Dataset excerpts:
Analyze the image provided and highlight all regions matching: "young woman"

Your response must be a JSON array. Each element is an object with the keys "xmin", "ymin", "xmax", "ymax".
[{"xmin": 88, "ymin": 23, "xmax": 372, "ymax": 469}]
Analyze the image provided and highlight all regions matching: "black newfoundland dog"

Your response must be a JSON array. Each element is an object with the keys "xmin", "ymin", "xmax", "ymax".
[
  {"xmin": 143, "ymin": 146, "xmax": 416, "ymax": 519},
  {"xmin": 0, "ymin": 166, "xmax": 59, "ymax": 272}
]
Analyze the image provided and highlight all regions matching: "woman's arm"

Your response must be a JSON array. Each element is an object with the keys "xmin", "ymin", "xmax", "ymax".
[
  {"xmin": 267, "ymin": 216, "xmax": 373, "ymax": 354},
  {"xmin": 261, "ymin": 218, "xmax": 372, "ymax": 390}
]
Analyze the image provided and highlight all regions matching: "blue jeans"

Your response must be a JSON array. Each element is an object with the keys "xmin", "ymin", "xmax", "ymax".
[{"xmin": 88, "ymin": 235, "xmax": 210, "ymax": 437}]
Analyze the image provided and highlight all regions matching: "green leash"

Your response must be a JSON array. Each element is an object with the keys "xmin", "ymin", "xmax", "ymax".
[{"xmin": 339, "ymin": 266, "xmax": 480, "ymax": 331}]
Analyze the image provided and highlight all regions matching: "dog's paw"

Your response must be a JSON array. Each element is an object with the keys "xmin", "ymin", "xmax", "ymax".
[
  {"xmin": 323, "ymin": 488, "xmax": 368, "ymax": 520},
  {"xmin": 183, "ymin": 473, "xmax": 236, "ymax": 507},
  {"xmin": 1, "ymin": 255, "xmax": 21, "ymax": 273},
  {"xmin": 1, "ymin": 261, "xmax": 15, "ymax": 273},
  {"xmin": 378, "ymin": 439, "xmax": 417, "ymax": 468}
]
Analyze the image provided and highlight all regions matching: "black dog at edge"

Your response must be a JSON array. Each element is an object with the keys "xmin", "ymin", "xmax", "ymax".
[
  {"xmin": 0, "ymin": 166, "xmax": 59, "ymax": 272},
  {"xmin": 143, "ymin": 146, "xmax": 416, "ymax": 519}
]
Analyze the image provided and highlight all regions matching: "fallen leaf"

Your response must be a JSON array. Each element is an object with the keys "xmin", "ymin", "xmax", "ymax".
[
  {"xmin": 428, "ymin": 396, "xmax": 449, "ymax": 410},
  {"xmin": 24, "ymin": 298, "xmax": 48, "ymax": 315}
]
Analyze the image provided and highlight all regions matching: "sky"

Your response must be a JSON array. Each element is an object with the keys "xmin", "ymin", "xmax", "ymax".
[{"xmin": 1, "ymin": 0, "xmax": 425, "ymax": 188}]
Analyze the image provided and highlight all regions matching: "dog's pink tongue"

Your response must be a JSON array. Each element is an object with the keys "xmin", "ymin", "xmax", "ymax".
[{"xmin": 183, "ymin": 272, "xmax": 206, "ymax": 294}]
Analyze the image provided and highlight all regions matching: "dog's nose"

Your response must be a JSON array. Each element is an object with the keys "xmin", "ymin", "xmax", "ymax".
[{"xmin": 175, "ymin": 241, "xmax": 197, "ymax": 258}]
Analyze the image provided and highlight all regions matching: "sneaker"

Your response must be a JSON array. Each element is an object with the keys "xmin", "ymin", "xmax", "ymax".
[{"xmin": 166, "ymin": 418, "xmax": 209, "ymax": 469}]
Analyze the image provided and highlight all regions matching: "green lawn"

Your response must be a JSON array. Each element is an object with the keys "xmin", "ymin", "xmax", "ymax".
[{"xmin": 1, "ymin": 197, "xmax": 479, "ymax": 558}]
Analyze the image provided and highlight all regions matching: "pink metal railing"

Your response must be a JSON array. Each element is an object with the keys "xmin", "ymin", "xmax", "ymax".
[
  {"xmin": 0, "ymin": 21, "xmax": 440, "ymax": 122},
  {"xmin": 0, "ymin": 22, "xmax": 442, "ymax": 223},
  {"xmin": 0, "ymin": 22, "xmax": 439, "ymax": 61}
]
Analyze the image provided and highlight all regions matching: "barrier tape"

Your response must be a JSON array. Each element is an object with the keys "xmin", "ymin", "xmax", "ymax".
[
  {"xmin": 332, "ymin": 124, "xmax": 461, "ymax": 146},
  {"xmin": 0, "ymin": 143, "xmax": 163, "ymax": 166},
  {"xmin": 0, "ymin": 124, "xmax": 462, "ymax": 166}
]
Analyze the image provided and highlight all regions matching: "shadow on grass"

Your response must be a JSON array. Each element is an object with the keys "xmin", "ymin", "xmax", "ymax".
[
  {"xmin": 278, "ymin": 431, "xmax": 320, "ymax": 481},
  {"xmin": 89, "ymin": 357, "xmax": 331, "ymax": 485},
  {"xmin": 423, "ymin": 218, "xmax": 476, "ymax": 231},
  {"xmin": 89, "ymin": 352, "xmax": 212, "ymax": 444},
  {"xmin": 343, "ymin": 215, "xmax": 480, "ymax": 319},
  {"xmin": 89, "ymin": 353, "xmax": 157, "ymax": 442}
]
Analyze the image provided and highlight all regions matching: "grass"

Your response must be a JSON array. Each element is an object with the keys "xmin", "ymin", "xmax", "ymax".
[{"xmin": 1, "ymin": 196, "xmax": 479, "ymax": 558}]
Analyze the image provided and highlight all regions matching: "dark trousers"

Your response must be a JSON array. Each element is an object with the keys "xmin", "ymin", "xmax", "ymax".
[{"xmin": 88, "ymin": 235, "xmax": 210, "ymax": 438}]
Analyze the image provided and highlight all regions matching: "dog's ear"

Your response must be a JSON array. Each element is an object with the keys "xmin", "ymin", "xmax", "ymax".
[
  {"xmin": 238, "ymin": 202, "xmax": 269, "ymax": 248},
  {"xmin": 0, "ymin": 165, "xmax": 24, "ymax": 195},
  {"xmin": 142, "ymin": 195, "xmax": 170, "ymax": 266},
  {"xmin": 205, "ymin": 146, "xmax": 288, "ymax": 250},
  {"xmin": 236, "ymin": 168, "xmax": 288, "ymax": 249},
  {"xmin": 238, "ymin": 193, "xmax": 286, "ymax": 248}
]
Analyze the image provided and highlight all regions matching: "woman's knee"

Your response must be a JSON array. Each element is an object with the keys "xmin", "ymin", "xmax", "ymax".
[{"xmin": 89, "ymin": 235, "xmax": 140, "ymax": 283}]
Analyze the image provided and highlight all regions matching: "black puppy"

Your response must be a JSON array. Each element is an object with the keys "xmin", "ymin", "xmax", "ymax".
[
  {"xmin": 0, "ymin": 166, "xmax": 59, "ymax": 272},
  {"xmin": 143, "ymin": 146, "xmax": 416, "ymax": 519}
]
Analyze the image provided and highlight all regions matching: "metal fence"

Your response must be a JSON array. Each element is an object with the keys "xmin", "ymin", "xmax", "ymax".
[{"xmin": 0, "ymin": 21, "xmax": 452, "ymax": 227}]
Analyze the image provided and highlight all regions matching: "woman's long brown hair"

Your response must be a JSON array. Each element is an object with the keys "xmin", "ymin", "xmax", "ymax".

*Work required:* Each line of the data that holds the word "black" should be copied.

*Solution to the problem:*
Analyze the image provided and highlight all regions matching: "black newfoundland dog"
Analyze the image provided and highlight all regions matching: "black dog at edge"
Analyze the image provided and highlight all regions matching: "black puppy"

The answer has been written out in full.